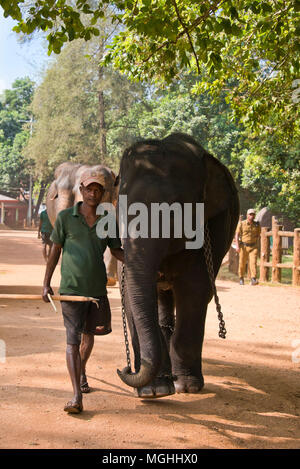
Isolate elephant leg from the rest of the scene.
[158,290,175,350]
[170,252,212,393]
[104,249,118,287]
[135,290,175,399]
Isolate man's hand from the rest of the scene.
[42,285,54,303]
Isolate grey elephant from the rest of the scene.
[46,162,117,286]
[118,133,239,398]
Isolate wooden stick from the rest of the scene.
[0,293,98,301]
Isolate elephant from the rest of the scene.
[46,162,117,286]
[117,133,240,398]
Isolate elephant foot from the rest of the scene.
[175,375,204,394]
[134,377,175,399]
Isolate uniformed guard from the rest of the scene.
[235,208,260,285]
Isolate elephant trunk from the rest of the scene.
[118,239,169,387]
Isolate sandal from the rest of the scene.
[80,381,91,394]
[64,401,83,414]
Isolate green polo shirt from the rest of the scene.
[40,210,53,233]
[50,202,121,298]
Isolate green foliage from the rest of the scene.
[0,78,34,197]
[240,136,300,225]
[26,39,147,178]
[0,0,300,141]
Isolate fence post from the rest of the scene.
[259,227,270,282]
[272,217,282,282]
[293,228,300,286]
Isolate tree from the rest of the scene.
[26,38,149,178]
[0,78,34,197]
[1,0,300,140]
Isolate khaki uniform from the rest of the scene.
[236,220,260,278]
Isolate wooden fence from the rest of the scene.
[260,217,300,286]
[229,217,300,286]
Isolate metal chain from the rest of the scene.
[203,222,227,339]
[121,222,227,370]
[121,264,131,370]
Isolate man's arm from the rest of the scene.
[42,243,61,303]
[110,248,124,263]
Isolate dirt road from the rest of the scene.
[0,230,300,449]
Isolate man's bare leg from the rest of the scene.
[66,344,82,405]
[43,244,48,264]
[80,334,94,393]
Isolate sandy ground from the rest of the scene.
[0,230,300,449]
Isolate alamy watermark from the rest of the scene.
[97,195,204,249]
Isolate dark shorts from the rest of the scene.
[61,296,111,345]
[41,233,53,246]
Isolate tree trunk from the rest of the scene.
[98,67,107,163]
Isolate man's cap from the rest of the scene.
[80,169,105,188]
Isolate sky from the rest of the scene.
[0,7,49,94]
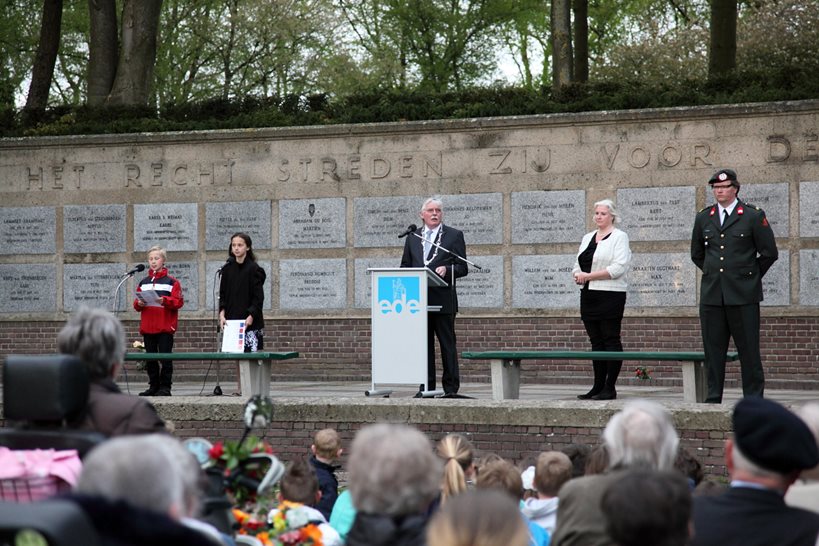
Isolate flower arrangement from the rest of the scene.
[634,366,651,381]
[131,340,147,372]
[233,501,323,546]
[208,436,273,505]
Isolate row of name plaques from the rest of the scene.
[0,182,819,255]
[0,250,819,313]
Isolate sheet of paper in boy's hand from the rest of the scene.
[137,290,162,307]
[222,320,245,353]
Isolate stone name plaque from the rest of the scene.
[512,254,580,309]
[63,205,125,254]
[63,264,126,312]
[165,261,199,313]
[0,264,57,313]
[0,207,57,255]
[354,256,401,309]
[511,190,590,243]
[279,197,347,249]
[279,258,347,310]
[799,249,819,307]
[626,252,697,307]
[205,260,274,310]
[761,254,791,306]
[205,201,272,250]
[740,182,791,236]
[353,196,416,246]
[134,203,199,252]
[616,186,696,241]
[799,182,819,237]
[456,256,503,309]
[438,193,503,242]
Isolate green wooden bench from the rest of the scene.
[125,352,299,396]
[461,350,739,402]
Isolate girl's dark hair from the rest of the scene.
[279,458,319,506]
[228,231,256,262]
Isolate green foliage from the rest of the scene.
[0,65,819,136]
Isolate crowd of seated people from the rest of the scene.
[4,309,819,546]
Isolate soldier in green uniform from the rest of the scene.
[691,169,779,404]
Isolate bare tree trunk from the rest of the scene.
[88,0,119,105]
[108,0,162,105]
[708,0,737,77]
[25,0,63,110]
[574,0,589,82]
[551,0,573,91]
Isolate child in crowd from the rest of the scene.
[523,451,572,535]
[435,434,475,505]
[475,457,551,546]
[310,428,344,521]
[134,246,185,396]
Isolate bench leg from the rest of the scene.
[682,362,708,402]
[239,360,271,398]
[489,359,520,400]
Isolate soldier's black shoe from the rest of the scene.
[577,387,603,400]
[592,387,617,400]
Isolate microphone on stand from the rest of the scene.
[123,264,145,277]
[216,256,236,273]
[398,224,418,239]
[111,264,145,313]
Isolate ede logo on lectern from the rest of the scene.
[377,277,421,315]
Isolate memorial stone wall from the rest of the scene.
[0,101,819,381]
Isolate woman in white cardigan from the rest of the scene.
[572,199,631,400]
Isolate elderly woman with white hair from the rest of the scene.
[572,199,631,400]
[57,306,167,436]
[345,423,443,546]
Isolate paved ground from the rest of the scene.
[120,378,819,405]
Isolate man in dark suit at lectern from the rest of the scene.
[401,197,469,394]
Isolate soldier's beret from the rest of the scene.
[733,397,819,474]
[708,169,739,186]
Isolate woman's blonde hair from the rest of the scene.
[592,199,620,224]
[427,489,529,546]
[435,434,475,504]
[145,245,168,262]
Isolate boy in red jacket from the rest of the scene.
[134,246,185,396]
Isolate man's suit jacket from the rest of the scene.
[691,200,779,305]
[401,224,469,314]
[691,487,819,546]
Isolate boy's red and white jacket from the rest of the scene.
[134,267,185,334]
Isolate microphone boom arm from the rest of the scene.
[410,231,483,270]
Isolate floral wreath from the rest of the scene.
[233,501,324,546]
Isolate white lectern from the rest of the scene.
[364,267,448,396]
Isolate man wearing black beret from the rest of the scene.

★ ★ ★ ★ ★

_Что нужно сделать:_ Приведите все записи заново, переименовав «from the rest of the scene» в «from the background» и больше ничего не меняя. Картинки в ответ не включайте.

_Итоговый результат:_
Isolate elephant leg from the background.
[158,290,175,350]
[170,252,212,393]
[104,249,118,287]
[135,290,175,399]
Isolate man's hand from the background.
[42,285,54,303]
Isolate grey elephant from the background.
[46,162,117,286]
[118,133,239,398]
Isolate wooden stick from the background.
[0,293,98,301]
Isolate elephant from the background.
[46,162,117,286]
[117,133,240,398]
Isolate elephant foot from the background.
[175,375,204,394]
[134,377,175,399]
Isolate uniformed guard from the background.
[235,208,260,285]
Isolate elephant trunk from the background.
[118,239,169,387]
Isolate sandal from the background.
[80,381,91,394]
[64,401,83,414]
Isolate green polo shirt from the background.
[40,210,53,233]
[50,202,121,298]
Isolate green foliage from the background.
[0,78,34,197]
[240,136,300,225]
[26,39,147,178]
[0,0,300,141]
Isolate fence post from the background.
[259,227,270,282]
[272,217,282,282]
[293,228,300,286]
Isolate tree from the background.
[26,38,149,178]
[0,78,34,197]
[1,0,300,140]
Isolate khaki uniform from the background.
[236,220,260,278]
Isolate wooden fence from the background.
[260,217,300,286]
[229,217,300,286]
Isolate metal chain from the background.
[203,222,227,339]
[121,222,227,370]
[121,264,131,370]
Isolate man's arm from the background.
[42,243,61,303]
[110,248,124,263]
Isolate dirt road from the background.
[0,230,300,449]
Isolate man's bare leg from the background.
[66,344,82,405]
[43,244,48,264]
[80,334,94,393]
Isolate sandy ground from the background.
[0,230,300,449]
Isolate alamy watermark from the background.
[97,195,204,249]
Isolate dark shorts from the background.
[61,296,111,345]
[41,233,53,246]
Isolate tree trunk from the background.
[98,67,107,163]
Isolate man's cap from the background.
[80,169,105,188]
Isolate sky from the background.
[0,7,49,94]
Isolate flower arrangement from the background.
[634,366,651,381]
[131,340,147,372]
[233,501,323,546]
[208,436,273,505]
Isolate row of name plaques from the background.
[0,182,819,255]
[0,250,819,313]
Isolate sheet of paper in boy's hand from the background.
[137,290,162,307]
[222,320,245,353]
Isolate stone name plaque from the background.
[512,254,580,309]
[63,205,125,254]
[63,264,126,312]
[165,261,199,313]
[0,264,57,313]
[0,207,57,255]
[354,256,401,309]
[511,190,590,243]
[279,197,347,249]
[279,258,347,310]
[799,249,819,307]
[626,252,697,307]
[205,260,274,310]
[761,254,791,306]
[205,201,272,250]
[740,182,791,236]
[353,196,416,246]
[134,203,199,252]
[616,186,696,241]
[799,182,819,237]
[456,256,503,309]
[438,193,503,242]
Isolate green wooden bench from the background.
[125,352,299,396]
[461,350,739,402]
Isolate girl's dark hair from the background.
[279,458,319,506]
[228,231,256,262]
Isolate green foliage from the background.
[0,65,819,136]
Isolate crowd of seated people from the background.
[4,309,819,546]
Isolate soldier in green uniform from the background.
[691,169,779,404]
Isolate bare tree trunk from the background.
[88,0,119,105]
[108,0,162,105]
[708,0,737,77]
[25,0,63,110]
[574,0,589,82]
[551,0,573,91]
Isolate child in crowd from the background.
[523,451,572,535]
[435,434,475,505]
[475,457,551,546]
[310,428,344,521]
[134,246,185,396]
Isolate bench leg from the background.
[682,362,708,402]
[239,360,271,398]
[489,359,520,400]
Isolate soldier's black shoe from the background.
[577,387,603,400]
[592,387,617,400]
Isolate microphone on stand from the background.
[123,264,145,277]
[216,256,236,273]
[398,224,418,239]
[111,264,145,313]
Isolate ede logo on lectern from the background.
[377,277,421,315]
Isolate memorial stone wall from the background.
[0,101,819,381]
Isolate woman in white cardigan from the background.
[572,199,631,400]
Isolate elderly woman with white hair from the background.
[572,199,631,400]
[57,306,167,436]
[345,423,443,546]
Isolate paved ground from the background.
[120,378,819,405]
Isolate man in dark suit at lectern from the background.
[401,197,469,394]
Isolate soldier's beret from the background.
[733,397,819,474]
[708,169,739,186]
Isolate woman's blonde hair from the background.
[592,199,620,224]
[427,489,529,546]
[435,434,475,504]
[145,245,168,262]
Isolate boy in red jacket from the background.
[134,246,185,396]
Isolate man's suit jacket from the background.
[691,200,779,305]
[401,224,469,314]
[691,487,819,546]
Isolate boy's red and white jacket from the background.
[134,267,185,334]
Isolate microphone boom arm from the background.
[410,231,483,270]
Isolate floral wreath from the background.
[233,501,324,546]
Isolate white lectern from the background.
[364,267,448,396]
Isolate man wearing black beret from the background.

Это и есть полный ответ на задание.